Find every line in the data below that contains the string "roof", and copy each such line.

(Collection entries)
■ ■ ■ ■ ■ ■ ■

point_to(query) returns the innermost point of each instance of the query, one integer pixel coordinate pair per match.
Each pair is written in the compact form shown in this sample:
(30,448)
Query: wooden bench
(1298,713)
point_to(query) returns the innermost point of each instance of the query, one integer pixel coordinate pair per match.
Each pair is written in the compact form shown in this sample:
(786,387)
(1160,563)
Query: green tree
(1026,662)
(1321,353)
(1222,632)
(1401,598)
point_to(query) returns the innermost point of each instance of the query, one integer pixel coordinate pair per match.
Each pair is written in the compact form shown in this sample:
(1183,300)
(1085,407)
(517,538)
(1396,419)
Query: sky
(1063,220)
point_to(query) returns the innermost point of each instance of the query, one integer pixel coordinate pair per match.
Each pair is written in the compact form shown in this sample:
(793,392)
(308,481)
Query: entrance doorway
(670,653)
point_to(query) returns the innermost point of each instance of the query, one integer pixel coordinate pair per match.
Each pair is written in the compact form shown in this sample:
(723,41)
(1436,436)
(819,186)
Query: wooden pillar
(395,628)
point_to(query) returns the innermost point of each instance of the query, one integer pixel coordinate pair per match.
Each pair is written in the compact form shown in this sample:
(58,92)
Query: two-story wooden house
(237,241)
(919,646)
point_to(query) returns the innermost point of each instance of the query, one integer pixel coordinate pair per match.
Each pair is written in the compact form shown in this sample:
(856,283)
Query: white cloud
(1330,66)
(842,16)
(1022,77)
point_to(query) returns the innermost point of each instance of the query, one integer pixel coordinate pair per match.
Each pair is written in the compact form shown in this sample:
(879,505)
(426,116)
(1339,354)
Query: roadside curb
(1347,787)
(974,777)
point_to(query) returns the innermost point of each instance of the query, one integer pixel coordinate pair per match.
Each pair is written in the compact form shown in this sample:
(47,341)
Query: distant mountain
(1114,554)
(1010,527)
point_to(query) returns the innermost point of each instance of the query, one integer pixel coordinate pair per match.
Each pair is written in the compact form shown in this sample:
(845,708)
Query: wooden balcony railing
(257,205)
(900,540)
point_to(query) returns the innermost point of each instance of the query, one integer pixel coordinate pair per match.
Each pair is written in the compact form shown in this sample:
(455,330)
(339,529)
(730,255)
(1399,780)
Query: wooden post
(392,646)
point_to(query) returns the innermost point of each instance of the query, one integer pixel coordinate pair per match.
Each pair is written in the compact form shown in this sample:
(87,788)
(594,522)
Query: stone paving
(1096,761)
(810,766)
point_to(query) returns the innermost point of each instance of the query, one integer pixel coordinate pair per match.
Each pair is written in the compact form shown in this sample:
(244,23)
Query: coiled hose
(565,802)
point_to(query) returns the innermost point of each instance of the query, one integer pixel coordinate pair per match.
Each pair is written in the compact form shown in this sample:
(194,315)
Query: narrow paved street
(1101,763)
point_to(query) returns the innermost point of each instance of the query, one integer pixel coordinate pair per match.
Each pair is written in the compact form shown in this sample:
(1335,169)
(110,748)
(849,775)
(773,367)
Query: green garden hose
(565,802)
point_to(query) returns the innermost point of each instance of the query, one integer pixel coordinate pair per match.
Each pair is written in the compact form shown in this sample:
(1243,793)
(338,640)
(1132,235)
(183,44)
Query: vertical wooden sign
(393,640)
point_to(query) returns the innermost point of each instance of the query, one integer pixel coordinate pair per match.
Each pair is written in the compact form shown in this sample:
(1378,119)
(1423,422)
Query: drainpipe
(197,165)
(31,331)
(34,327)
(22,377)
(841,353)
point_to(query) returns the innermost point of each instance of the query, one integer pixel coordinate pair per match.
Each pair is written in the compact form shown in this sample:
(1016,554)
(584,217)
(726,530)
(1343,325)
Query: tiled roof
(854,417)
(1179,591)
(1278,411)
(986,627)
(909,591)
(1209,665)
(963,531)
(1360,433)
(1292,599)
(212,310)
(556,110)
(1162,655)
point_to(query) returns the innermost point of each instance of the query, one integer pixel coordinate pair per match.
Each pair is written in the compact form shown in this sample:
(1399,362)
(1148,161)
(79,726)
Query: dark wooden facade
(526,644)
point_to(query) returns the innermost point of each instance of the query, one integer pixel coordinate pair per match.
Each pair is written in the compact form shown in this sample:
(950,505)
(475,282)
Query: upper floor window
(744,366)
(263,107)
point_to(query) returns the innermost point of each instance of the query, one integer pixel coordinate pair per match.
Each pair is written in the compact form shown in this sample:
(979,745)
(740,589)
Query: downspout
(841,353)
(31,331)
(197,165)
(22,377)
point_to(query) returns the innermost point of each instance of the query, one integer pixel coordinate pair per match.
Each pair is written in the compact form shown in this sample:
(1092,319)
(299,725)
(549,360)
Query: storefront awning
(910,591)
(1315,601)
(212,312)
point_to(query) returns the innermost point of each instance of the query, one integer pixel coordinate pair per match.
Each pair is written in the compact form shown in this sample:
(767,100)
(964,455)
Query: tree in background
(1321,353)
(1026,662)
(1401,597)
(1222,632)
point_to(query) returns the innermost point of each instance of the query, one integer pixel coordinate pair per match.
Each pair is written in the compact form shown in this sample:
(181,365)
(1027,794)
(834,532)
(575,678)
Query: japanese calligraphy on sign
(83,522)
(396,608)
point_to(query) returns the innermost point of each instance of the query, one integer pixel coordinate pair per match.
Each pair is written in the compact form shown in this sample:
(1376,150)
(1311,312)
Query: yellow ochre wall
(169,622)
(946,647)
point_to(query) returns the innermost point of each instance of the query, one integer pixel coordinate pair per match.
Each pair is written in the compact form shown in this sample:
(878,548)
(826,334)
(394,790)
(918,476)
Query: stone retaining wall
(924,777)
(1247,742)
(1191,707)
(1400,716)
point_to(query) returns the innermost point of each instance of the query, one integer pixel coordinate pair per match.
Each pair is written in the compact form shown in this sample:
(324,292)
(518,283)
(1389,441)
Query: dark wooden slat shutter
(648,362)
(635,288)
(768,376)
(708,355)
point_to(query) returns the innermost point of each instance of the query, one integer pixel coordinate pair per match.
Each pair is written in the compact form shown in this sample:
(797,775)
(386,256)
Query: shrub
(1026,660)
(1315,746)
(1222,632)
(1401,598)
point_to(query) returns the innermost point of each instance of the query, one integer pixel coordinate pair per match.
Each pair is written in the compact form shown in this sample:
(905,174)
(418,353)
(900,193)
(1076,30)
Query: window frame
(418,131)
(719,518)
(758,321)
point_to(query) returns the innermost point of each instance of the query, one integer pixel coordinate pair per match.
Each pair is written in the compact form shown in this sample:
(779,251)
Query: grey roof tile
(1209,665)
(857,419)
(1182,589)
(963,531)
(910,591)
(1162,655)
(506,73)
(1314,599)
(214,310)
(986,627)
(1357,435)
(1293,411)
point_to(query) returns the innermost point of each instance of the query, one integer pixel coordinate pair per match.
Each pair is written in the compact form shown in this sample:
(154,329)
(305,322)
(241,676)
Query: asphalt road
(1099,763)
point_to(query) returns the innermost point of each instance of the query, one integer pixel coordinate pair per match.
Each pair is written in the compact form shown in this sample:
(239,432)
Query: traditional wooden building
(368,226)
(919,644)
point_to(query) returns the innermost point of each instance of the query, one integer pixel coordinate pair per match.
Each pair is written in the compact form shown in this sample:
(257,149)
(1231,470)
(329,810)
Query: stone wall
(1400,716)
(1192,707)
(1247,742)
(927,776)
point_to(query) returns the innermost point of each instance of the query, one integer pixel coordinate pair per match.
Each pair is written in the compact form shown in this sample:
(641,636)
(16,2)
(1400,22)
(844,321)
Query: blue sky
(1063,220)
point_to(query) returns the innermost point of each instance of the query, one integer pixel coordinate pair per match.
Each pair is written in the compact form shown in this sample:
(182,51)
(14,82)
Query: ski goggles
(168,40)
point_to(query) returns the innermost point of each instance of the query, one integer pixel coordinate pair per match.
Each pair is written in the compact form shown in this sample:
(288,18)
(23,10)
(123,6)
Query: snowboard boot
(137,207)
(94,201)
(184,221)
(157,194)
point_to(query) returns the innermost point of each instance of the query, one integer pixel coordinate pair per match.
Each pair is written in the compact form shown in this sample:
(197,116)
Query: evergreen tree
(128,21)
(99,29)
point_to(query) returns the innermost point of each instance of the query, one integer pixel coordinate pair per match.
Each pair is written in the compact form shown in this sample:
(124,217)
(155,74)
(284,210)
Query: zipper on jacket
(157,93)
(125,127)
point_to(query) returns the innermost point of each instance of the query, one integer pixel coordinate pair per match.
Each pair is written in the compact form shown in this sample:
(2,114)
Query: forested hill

■ ■ ■ ■ ■ ■ ■

Final result
Query: tiled roof
Query: grey roof tile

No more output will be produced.